Schreib den Artikel über die russischen Protestführer ab der Stelle mit „Sergei Udalzow, Führer“ bis einschließlich „noch nicht aufgespürt.“ ab und tausche dabei „Hausdurchsuchungen“ gegen „Durchsuchungen“.

• [DOKUMENTAUSZUG]:
┄┄┄┄┄┄

Russlands Protestführer in Nöten
An diesem Wochenende soll ein Koordinationsrat der Opposition gewählt werden
Die Zahl der Teilnehmer an den Meetings der russischen Protestbewegung ist stark rückläufig. Von einem »Marsch der Millionen« kann keine Rede sein. Auch bei den Regional- und Kommunalwahlen vor einer Woche konnten die Gegner von Präsident Wladimir Putin trotz Liberalisierung der Wahlgesetzgebung keinen signifikanten Erfolg einfahren. Dennoch schießen Behörden und staatsnahe Medien aus allen Rohren Sperrfeuer gegen die für das Wochenende geplanten Wahlen zum Koordinationsrat, mit dem sich die höchst unterschiedlichen Protestgruppen arbeitsfähige Strukturen geben wollen, um den Quantensprung zur außerparlamentarischen Opposition zu ermöglichen.
Sergei Udalzow, Führer der Linken Front und einer der bekanntesten Protestorganisatoren, wurde jedoch am Mittwoch vom Ermittlungskomitee bei der Generalstaatsanwaltschaft fast zwölf Stunden lang vernommen. Zuvor fanden bei ihm und in den Wohnungen weiterer Frontleute Hausdurchsuchungen statt. Nach der Vernehmung wurde Udalzow zwar freigelassen, er darf Russland jedoch bis auf Weiteres nicht verlassen. Sein Mitkämpfer Konstantin Lebedjew sitzt dagegen weiter in Untersuchungshaft, ein dritter Verdächtiger, Leonid Raswoshajew, wurde noch nicht aufgespürt.
Allen drei Aktivisten wird Zusammenarbeit mit ausländischen Geheimdiensten vorgeworfen. Im Sommer sollen sie sich mit Giwi Targamadse getroffen haben, dem Vorsitzenden des Sicherheits- und Verteidigungsausschusses im georgischen Parlament. Bei dem Gespräch in der belarussischen Hauptstadt Minsk sei es um die Organisation von gewaltsamen Massenunruhen in Moskau, Wladiwostok, Kaliningrad und anderen russischen Städten gegangen, heißt es im Haftbefehl gegen Lebedjew, der das Treffen organisiert haben soll. In Großbritannien lebende russische Geschäftsleute hätten zur Unterstützung der Aufstandspläne angeblich 20 Millionen Rubel zur Verfügung gestellt.

┄┄┄┄┄┄

• [DATENAUSZUG]:
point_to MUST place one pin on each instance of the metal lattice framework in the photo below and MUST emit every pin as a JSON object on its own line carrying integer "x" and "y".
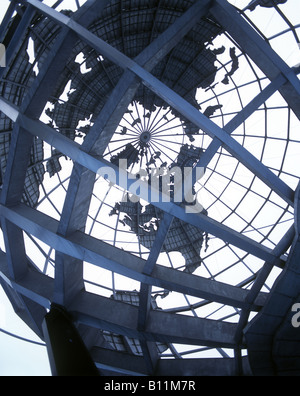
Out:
{"x": 152, "y": 288}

┄┄┄┄┄┄

• [GELÖSTE AUFGABE]:
Sergei Udalzow, Führer der Linken Front und einer der bekanntesten Protestorganisatoren, wurde jedoch am Mittwoch vom Ermittlungskomitee bei der Generalstaatsanwaltschaft fast zwölf Stunden lang vernommen. Zuvor fanden bei ihm und in den Wohnungen weiterer Frontleute Durchsuchungen statt. Nach der Vernehmung wurde Udalzow zwar freigelassen, er darf Russland jedoch bis auf Weiteres nicht verlassen. Sein Mitkämpfer Konstantin Lebedjew sitzt dagegen weiter in Untersuchungshaft, ein dritter Verdächtiger, Leonid Raswoshajew, wurde noch nicht aufgespürt.